[DIRECTIONS FOR THIS TASK] Please take the records that follow and repeat exactly the lines starting with the line with "Look at this image and locate every instance of sky." and going on through the line with "illuminated office tower.".

------ GIVEN RECORDS ------

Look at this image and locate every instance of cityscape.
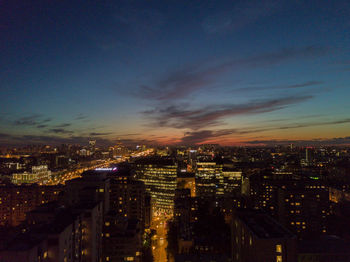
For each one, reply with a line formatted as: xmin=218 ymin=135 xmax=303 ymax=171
xmin=1 ymin=1 xmax=350 ymax=262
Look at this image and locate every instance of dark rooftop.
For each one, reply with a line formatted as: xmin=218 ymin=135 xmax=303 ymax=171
xmin=237 ymin=209 xmax=295 ymax=239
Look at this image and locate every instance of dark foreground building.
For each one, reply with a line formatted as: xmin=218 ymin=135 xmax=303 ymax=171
xmin=231 ymin=209 xmax=297 ymax=262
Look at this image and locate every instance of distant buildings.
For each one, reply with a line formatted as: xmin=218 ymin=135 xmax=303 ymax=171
xmin=1 ymin=145 xmax=350 ymax=262
xmin=11 ymin=165 xmax=51 ymax=184
xmin=0 ymin=184 xmax=62 ymax=226
xmin=249 ymin=171 xmax=330 ymax=239
xmin=195 ymin=161 xmax=242 ymax=198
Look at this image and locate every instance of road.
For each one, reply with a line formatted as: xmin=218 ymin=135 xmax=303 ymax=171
xmin=151 ymin=216 xmax=174 ymax=262
xmin=45 ymin=159 xmax=121 ymax=185
xmin=46 ymin=149 xmax=154 ymax=185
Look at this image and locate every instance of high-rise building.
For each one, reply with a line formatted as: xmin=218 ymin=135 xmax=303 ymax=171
xmin=195 ymin=161 xmax=222 ymax=198
xmin=109 ymin=177 xmax=146 ymax=229
xmin=134 ymin=157 xmax=177 ymax=216
xmin=218 ymin=169 xmax=242 ymax=197
xmin=64 ymin=170 xmax=110 ymax=215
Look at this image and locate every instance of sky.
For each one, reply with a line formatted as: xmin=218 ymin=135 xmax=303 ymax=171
xmin=1 ymin=0 xmax=350 ymax=146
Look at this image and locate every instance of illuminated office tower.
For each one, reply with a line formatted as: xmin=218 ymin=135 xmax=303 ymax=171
xmin=218 ymin=169 xmax=242 ymax=197
xmin=134 ymin=157 xmax=177 ymax=216
xmin=195 ymin=161 xmax=223 ymax=198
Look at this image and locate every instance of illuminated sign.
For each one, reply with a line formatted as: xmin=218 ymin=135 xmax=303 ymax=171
xmin=95 ymin=167 xmax=117 ymax=171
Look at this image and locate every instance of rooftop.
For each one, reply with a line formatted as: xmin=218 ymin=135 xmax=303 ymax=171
xmin=237 ymin=209 xmax=295 ymax=239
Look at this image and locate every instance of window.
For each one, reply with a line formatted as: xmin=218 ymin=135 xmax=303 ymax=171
xmin=276 ymin=244 xmax=282 ymax=253
xmin=276 ymin=255 xmax=282 ymax=262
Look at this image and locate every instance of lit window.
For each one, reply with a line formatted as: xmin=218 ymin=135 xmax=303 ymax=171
xmin=99 ymin=189 xmax=104 ymax=193
xmin=106 ymin=257 xmax=110 ymax=261
xmin=276 ymin=255 xmax=282 ymax=262
xmin=105 ymin=222 xmax=110 ymax=226
xmin=126 ymin=257 xmax=134 ymax=261
xmin=276 ymin=244 xmax=282 ymax=253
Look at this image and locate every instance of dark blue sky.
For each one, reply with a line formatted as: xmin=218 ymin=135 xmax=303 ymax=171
xmin=1 ymin=0 xmax=350 ymax=146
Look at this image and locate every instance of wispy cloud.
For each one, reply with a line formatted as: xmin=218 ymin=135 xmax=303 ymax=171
xmin=49 ymin=128 xmax=73 ymax=134
xmin=54 ymin=123 xmax=71 ymax=128
xmin=138 ymin=46 xmax=328 ymax=101
xmin=245 ymin=137 xmax=350 ymax=146
xmin=180 ymin=118 xmax=350 ymax=144
xmin=232 ymin=80 xmax=324 ymax=93
xmin=89 ymin=132 xmax=113 ymax=136
xmin=14 ymin=115 xmax=52 ymax=126
xmin=75 ymin=114 xmax=88 ymax=120
xmin=36 ymin=124 xmax=48 ymax=129
xmin=286 ymin=81 xmax=324 ymax=89
xmin=144 ymin=95 xmax=313 ymax=130
xmin=0 ymin=133 xmax=113 ymax=147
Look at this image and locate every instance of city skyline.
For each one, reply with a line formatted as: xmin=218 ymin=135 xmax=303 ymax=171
xmin=1 ymin=0 xmax=350 ymax=146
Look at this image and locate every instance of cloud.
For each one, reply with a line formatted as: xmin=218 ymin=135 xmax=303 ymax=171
xmin=139 ymin=46 xmax=328 ymax=101
xmin=49 ymin=128 xmax=73 ymax=134
xmin=233 ymin=80 xmax=324 ymax=93
xmin=144 ymin=95 xmax=312 ymax=130
xmin=14 ymin=115 xmax=52 ymax=126
xmin=180 ymin=129 xmax=239 ymax=145
xmin=138 ymin=64 xmax=223 ymax=101
xmin=286 ymin=81 xmax=324 ymax=89
xmin=36 ymin=125 xmax=48 ymax=129
xmin=54 ymin=123 xmax=71 ymax=128
xmin=89 ymin=132 xmax=113 ymax=136
xmin=179 ymin=117 xmax=350 ymax=145
xmin=0 ymin=133 xmax=114 ymax=147
xmin=245 ymin=137 xmax=350 ymax=146
xmin=75 ymin=114 xmax=88 ymax=120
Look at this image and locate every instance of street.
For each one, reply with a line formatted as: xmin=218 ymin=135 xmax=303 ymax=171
xmin=151 ymin=216 xmax=174 ymax=262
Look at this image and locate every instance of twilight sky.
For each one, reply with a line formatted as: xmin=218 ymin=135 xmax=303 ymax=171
xmin=1 ymin=0 xmax=350 ymax=146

------

[RESULT]
Look at this image and locate every instance of sky.
For each one, reply with a line formatted as: xmin=218 ymin=135 xmax=303 ymax=171
xmin=1 ymin=0 xmax=350 ymax=146
Look at this image and locate every instance of illuminated office tower.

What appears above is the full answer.